Position identification records
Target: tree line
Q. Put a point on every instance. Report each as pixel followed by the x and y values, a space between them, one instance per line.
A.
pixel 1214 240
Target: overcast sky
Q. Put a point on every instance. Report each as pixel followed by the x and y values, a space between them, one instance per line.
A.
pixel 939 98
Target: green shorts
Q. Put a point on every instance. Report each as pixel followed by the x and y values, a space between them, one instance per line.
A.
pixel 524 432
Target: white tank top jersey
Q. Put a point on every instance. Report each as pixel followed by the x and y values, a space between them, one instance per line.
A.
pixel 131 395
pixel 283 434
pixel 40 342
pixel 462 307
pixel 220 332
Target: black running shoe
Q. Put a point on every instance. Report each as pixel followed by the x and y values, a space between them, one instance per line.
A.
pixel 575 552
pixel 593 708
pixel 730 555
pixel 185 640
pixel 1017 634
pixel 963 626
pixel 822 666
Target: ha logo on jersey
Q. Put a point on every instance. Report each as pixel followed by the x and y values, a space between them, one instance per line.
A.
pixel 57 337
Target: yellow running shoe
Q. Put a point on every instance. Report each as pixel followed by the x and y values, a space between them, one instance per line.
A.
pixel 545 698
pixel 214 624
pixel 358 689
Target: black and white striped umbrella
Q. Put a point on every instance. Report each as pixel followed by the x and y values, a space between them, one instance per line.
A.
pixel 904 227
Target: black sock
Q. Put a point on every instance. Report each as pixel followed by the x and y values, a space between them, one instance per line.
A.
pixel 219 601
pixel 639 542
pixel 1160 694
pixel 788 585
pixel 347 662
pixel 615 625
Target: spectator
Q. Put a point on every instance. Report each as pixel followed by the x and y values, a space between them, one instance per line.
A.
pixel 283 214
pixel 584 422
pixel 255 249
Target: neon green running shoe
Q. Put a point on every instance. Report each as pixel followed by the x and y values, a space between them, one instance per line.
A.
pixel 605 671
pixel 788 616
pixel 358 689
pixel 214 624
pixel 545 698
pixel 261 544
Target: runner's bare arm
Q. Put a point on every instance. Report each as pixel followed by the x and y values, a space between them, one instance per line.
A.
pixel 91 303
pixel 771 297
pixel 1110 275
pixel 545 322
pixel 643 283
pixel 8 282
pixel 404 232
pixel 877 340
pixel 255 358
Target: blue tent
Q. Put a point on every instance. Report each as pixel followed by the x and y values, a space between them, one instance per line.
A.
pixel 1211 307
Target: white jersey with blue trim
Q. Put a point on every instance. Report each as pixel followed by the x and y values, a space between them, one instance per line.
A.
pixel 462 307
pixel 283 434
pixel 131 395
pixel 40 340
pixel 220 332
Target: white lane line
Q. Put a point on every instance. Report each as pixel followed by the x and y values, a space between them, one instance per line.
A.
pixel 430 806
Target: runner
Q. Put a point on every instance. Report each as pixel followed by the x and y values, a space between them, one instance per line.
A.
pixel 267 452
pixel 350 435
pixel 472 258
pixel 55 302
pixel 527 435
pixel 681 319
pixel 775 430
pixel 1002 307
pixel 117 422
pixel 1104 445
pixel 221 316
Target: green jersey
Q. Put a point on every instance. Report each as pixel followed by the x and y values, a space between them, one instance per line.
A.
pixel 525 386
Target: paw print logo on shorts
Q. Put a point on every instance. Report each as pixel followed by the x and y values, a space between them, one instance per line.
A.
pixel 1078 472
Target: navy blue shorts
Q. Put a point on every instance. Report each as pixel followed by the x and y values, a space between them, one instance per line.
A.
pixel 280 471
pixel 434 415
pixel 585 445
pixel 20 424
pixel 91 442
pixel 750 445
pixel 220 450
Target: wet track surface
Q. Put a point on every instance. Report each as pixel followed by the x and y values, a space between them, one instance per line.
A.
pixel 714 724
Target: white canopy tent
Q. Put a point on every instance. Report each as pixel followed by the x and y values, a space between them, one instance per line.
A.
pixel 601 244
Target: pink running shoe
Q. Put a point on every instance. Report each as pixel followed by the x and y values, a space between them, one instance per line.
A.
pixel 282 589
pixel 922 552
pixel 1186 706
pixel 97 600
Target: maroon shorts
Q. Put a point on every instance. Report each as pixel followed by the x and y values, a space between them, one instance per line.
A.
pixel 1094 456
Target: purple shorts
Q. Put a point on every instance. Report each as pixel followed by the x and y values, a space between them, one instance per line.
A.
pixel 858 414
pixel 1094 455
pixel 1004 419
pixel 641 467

...

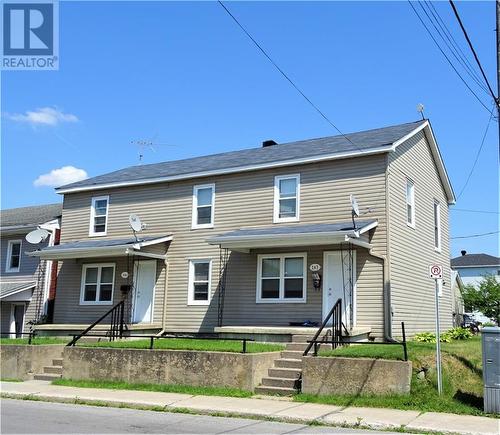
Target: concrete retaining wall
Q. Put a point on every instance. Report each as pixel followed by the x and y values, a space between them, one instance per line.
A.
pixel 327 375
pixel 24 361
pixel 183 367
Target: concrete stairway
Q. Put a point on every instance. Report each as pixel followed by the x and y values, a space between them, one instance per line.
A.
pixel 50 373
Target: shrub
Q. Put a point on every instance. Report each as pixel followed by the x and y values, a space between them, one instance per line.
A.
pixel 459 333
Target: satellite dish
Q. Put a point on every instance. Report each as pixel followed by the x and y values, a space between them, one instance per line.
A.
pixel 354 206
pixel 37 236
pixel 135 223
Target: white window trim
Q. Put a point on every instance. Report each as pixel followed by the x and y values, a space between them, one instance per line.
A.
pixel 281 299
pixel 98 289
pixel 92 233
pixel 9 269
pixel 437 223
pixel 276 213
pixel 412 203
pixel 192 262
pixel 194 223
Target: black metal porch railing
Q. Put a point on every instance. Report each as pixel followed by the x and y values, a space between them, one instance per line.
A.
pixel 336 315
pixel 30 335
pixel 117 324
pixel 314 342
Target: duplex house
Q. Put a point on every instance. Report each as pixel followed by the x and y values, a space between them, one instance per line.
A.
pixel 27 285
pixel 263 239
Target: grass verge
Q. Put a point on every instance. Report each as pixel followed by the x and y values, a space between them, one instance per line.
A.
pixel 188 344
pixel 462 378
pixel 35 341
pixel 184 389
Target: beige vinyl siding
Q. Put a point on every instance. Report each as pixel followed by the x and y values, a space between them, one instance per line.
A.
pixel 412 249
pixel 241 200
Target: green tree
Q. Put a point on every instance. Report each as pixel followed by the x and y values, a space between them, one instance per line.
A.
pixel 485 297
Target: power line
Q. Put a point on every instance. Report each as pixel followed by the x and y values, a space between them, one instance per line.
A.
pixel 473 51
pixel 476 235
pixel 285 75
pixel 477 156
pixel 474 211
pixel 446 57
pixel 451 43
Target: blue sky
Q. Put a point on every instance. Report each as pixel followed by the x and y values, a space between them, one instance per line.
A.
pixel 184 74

* * *

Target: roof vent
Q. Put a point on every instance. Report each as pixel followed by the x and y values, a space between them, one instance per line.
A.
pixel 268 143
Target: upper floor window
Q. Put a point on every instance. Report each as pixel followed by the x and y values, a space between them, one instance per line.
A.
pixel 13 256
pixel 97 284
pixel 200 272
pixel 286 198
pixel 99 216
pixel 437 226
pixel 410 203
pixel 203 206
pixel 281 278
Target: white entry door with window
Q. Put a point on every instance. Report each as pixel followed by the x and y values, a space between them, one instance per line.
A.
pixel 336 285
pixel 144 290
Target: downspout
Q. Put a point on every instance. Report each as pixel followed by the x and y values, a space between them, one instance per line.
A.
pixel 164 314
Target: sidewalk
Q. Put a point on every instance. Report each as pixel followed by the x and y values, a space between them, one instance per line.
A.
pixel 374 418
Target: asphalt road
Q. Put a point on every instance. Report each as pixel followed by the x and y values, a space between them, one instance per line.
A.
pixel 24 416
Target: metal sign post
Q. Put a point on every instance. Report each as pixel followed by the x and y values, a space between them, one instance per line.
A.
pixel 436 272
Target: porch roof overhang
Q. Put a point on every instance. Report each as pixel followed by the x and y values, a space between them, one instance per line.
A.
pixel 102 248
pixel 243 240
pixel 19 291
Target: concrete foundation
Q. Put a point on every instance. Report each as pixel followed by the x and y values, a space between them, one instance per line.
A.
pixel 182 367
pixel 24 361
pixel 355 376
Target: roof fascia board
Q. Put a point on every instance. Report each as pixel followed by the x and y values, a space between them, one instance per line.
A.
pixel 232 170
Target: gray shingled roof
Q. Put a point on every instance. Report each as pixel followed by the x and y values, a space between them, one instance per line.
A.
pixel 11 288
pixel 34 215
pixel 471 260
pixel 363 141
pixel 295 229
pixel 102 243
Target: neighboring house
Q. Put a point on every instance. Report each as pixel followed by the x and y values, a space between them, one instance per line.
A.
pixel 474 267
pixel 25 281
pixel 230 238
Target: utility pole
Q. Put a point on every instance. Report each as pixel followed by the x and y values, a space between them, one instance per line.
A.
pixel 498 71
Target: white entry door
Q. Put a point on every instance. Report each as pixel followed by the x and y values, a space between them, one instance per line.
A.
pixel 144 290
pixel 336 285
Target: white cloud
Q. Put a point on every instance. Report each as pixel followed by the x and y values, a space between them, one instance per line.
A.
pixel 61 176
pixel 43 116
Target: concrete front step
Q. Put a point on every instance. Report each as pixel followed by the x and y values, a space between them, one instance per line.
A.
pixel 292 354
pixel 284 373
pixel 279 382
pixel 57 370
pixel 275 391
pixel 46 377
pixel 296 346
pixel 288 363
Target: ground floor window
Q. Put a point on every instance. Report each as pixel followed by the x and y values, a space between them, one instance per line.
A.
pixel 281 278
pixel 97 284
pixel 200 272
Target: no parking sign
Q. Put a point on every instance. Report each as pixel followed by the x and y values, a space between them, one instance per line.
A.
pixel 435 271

AIM OF THE EXERCISE:
Copy the records from the line with "Target: paw print logo on shorts" up to and including the line with "pixel 1078 472", keeping the requests unchanged. Scale each pixel coordinate in the answers by 1.05 and round it to a whole number, rounding halves up.

EXERCISE RESULT:
Target: paw print logo on shorts
Q. Put a point on every instance. Report each as pixel followed by the x and y values, a space between them, one instance per line.
A.
pixel 1132 496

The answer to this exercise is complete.